PROBLEM REQUIREMENTS: Copy each of the following lines exactly, without changing any character.

DATA EXCERPTS:
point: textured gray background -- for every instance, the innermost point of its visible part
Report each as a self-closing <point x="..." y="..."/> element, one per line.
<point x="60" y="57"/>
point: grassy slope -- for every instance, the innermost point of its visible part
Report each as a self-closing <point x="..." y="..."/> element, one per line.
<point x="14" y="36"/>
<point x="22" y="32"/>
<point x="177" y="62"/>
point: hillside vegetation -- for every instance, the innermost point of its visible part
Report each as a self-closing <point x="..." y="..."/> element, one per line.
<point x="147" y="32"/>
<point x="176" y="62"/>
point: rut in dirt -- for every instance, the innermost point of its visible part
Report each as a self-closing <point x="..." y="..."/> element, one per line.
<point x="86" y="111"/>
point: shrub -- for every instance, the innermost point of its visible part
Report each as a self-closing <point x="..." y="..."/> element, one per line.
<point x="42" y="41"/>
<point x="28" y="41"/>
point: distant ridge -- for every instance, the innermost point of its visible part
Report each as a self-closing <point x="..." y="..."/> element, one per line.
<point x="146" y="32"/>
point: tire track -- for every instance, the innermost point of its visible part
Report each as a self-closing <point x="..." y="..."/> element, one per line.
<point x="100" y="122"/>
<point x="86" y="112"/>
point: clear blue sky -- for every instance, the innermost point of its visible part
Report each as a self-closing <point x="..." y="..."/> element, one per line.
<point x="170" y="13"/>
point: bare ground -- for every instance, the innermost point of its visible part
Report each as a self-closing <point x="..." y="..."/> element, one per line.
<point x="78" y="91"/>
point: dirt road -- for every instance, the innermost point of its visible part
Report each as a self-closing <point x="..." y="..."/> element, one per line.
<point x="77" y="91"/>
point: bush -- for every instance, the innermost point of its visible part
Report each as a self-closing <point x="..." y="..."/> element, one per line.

FINAL ANSWER:
point: textured gray background -- for every instance, the innermost point of its visible part
Report each as a self-closing <point x="..." y="..."/> element, one per line.
<point x="60" y="57"/>
point: grassy slope -- for every instance, the innermost point of its visible part
Report each as a self-closing <point x="..." y="..."/> element, one per line.
<point x="14" y="36"/>
<point x="22" y="32"/>
<point x="177" y="62"/>
point: hillside vegetation -- for every instance, the innermost point of its visible part
Report each as a self-closing <point x="..." y="..."/> element, one per line.
<point x="147" y="32"/>
<point x="176" y="62"/>
point: rut in dirt -- for every instance, the innermost point of its visible part
Report each as a self-closing <point x="..." y="..."/> element, one per line.
<point x="86" y="111"/>
point: shrub -- for every instance, the innermost point of its visible part
Report each as a self-closing <point x="..." y="..."/> element, one per line.
<point x="42" y="41"/>
<point x="28" y="41"/>
point: distant ridge -- for every instance, the innermost point of its visible part
Report each as a self-closing <point x="..." y="..."/> element, one per line.
<point x="146" y="32"/>
point: tire track -- for every instance, the innermost point of its visible part
Report each as a self-closing <point x="..." y="..."/> element, one per line.
<point x="100" y="122"/>
<point x="86" y="112"/>
point: clear blue sky -- for every instance, the innermost point of its visible part
Report each as a self-closing <point x="..." y="..."/> element, one per line.
<point x="170" y="13"/>
point: bare ground -- for every instance, the innermost point of its visible part
Report each as a self-closing <point x="..." y="..."/> element, one per line.
<point x="78" y="91"/>
point: dirt road -- for every instance, the innermost point of its visible part
Report each as a self-closing <point x="..." y="..."/> element, one per line.
<point x="77" y="91"/>
point: bush -- for every instance, the innermost point of its visible part
Report each as a self-closing <point x="..." y="..."/> element, one per line.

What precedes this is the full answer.